* [Try it]: Can you write the next part of the essay "Thinking About the Future," picking up right after its last sentence?

* [Passage for review]:

Thinking About the Future
“I should have furthered my education” is something I hear at many family gatherings from many relatives.
Since they did not attend college, life is difficult for them at times. I refuse to struggle the same way when I have the opportunity to do something great. I feel life has equipped me to handle college by giving me a tremendous motivation to go to college, having strong academic ability and working just as hard outside of school as I do in school. In determining whether or not to attend college, my mother has had a great influence in my decision. As a young girl, growing up without my mom around was upsetting to me. Like the tide she would come around only to drift away again.
Hearing many times that she was in prison pushed me to work very hard in school. I knew that if I did well in school life would be easier and I wouldn’t go through what she went through. I aspire to be greater than she is. She’s almost fifty and has nothing to show for it. By the time I reach that age I want to accomplish my goals of having a family, a stable job and making some sort of difference in others lives. Going to college is a great start to do the things my mother didn’t.
Everyday in school I work hard to stay on a good clear path to college. The grades I earn are A’s and B’s. I don’t allow myself to get anything lower than that because it’s not satisfactory in my eyes. One instance that comes to mind is my freshman year algebra class. My teacher wanted us to know what we were getting in the class so she printed out our grades.

Extracted records
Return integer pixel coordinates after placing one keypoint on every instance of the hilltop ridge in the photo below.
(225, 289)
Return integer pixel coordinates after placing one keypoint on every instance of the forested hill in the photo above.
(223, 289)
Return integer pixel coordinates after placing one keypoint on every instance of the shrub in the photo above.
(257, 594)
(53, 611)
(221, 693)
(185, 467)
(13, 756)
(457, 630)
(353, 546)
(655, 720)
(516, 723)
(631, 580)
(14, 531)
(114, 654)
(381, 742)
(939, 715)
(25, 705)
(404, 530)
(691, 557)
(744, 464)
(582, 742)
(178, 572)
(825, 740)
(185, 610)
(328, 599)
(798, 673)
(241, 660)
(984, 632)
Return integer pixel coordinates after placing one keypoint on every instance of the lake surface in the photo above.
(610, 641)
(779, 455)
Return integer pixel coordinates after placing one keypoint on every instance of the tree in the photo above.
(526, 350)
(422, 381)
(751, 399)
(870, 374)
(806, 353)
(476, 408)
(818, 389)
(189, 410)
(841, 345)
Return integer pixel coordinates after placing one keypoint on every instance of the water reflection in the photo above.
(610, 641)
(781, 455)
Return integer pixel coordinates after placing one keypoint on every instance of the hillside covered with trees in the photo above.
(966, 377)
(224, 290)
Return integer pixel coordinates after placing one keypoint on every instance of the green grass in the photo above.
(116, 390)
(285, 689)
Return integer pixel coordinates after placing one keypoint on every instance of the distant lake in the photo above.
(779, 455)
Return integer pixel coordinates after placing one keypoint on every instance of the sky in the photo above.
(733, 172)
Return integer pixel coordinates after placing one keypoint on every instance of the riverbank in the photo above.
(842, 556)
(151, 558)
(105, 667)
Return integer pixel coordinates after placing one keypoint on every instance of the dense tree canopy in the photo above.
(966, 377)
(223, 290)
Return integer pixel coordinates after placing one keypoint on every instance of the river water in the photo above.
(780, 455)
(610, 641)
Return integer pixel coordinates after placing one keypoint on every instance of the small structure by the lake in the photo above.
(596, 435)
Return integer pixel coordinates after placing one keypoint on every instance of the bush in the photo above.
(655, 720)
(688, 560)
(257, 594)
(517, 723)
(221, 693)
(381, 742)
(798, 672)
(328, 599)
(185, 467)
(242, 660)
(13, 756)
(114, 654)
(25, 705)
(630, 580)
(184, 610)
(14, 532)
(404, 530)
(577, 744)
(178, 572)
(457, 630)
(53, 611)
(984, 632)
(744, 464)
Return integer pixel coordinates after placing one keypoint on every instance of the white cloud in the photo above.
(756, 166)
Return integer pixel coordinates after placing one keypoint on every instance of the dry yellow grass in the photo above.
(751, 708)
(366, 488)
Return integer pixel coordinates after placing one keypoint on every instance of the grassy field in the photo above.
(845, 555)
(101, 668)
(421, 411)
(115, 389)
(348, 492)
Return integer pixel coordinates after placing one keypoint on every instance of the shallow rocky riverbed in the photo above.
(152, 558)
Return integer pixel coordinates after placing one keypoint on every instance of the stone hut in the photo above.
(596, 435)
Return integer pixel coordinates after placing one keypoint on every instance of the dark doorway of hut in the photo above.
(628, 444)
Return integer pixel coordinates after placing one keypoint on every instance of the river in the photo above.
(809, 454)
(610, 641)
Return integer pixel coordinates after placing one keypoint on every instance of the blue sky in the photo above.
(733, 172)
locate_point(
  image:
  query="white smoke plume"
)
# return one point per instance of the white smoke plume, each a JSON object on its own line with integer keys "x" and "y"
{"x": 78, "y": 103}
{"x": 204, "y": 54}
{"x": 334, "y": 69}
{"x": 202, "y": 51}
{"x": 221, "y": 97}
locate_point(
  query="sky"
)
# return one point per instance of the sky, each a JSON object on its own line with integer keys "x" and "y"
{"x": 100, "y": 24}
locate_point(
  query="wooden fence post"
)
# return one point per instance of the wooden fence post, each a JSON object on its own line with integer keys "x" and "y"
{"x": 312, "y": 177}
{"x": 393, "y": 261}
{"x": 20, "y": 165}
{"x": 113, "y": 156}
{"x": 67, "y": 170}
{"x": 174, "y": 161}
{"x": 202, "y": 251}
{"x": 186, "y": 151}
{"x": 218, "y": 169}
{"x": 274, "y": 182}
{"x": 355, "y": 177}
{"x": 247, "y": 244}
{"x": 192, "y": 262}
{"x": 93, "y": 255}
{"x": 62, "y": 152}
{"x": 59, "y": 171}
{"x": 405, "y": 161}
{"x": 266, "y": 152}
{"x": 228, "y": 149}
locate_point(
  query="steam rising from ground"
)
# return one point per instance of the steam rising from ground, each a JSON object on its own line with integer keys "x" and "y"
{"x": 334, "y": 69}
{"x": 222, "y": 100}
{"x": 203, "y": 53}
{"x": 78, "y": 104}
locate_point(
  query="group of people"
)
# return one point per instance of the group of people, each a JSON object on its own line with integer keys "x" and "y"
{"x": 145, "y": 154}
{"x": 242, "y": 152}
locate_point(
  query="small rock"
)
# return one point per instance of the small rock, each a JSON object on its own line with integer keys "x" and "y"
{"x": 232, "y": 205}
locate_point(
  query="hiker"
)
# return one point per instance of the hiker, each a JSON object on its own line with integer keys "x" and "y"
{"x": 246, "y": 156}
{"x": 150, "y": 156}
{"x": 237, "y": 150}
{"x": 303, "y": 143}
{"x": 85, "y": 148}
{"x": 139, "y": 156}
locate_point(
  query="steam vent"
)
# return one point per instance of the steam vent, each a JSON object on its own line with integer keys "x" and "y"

* [Response to the task]:
When I received mine and saw I had received a C I felt bad, like a little kid who knows they’ll be in trouble for breaking a piece of expensive furniture. So to make up for it I got help after school and made sure I understood everything before I left class. By the end of the year I had earned a B which I was proud of because my hard work paid off. The grades I have come from applying what I’ve learned and having a love of learning. Aside from making sure I do well in school, I spend time busying myself with things that are important to me.
Time I have once I’m done with homework is spent taking care of my nephew with cerebral palsy. I am the biggest help when it comes to making sure he gets fed, administering his medicines and helping him exercise. Although it can be a lot to handle, I do not mind doing these things for him because it brings me joy. He is the reason why I want to study pre-nursing at UIC. After taking care of him for seven years it is the main career I picture myself having.
My goal is to become a neonatal nurse one day and take care of babies the same way I took care of my nephew when he was an infant. Anything else wouldn’t have as much meaning. With everything life has given me to handle I want to spin it into something positive. I want to continue to be inspired by life and learning. I would also love to make my family proud. I do not want to look back on life and say “I should have furthered my education”.